Encounter Studio: experiments + journeys

brief notes on experimental photographic journeys

photographing in the Coorong

We stayed a couple of days at Salt Creek in the Coorong on our way back from Adelaide from Melbourne so that I could pick up the second part of the edgelands project after a hiatus. I had been working on the Australian abstraction and Fleurieuscapes projects and I wanted to concentrate on  the edge lands associated with  the River Murray. I wanted to check out whether the  Coorong offered  any possibilities. 

My starting point was  a  familiar spot that I knew from when I briefly photographed  here several years ago,  and I was quite happy to return there and  begin to photograph in terms of South Australia landscapes. We arrived  at Salt Creek in the late afternoon and  I checked  out the location  for a 5x4 shoot  whilst we were on a poodle walk in the late afternoon light.

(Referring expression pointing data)
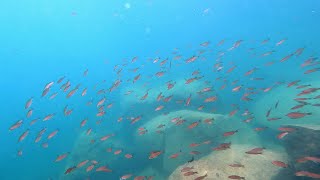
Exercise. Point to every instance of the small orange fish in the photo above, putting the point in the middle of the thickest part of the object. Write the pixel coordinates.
(154, 154)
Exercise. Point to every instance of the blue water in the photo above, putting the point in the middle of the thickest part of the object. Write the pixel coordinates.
(42, 41)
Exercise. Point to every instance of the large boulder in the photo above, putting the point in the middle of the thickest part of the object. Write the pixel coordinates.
(172, 138)
(216, 164)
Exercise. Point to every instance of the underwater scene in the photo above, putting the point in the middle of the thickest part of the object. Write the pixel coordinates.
(160, 90)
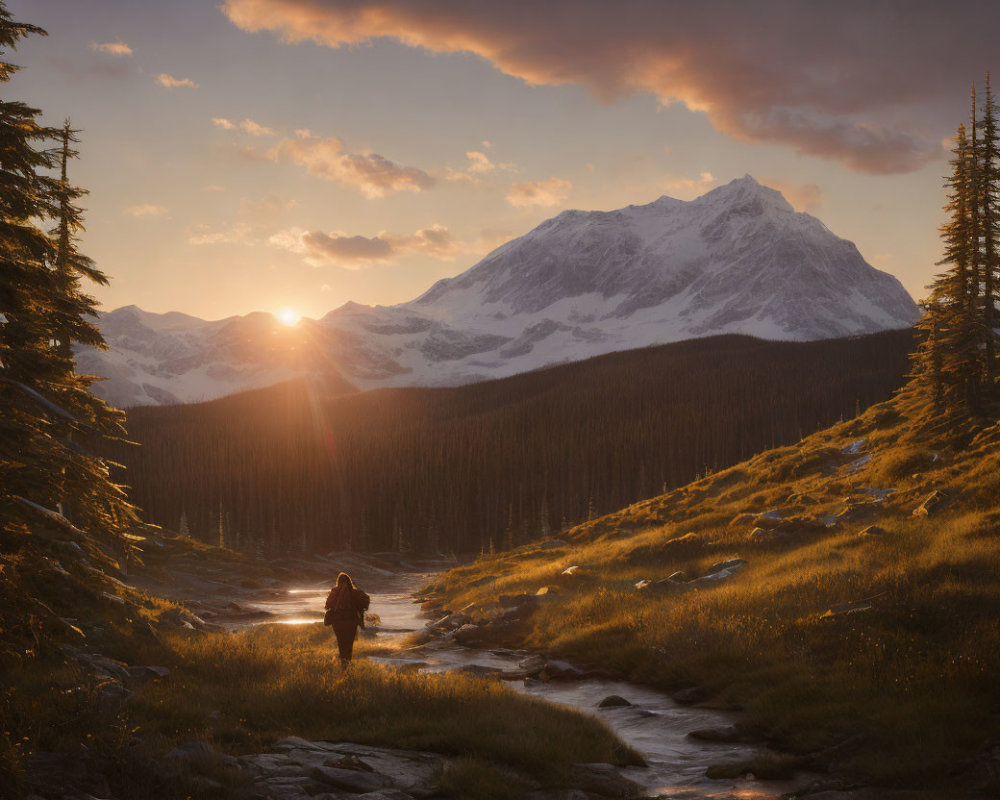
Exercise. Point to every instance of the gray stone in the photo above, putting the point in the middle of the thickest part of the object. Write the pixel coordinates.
(190, 750)
(602, 779)
(350, 780)
(613, 701)
(468, 633)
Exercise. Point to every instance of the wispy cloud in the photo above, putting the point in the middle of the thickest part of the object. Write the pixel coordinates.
(238, 233)
(175, 83)
(145, 210)
(118, 48)
(550, 192)
(370, 173)
(356, 252)
(248, 126)
(478, 164)
(687, 188)
(803, 196)
(252, 128)
(796, 74)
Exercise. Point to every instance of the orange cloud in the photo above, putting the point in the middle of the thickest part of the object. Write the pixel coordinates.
(831, 80)
(118, 48)
(371, 174)
(175, 83)
(145, 210)
(550, 192)
(803, 196)
(356, 252)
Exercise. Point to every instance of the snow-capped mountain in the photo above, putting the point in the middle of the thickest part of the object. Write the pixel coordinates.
(739, 259)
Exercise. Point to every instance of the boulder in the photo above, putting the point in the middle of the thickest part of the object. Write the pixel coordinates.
(602, 779)
(533, 664)
(468, 633)
(613, 701)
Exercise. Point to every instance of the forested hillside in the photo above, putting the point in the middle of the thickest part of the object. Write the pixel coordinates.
(491, 464)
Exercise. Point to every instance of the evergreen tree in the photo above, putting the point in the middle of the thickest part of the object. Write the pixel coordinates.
(950, 360)
(989, 196)
(48, 416)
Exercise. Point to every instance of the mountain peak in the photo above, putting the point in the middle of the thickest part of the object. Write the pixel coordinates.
(746, 191)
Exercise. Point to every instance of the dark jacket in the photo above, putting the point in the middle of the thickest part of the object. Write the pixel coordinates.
(347, 607)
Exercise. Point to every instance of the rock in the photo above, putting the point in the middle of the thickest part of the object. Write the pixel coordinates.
(468, 633)
(602, 779)
(145, 674)
(855, 511)
(296, 743)
(847, 608)
(350, 780)
(929, 504)
(722, 570)
(450, 621)
(61, 774)
(512, 600)
(613, 701)
(741, 520)
(730, 734)
(480, 670)
(533, 664)
(690, 696)
(349, 762)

> Work item A
Answer these questions about the Coorong post:
(i) How long did the writer stay at Salt Creek?
(ii) Which two projects had the writer been working on before this trip?
(iii) During what activity did the writer check out the location for a 5x4 shoot?
> Work item B
Quote the Coorong post from "We stayed a" up to and including "offered  any possibilities.".

> Task output A
(i) A couple of days.
(ii) The Australian abstraction and Fleurieuscapes projects.
(iii) A poodle walk in the late afternoon light.

> Task output B
We stayed a couple of days at Salt Creek in the Coorong on our way back from Adelaide from Melbourne so that I could pick up the second part of the edgelands project after a hiatus. I had been working on the Australian abstraction and Fleurieuscapes projects and I wanted to concentrate on  the edge lands associated with  the River Murray. I wanted to check out whether the  Coorong offered  any possibilities.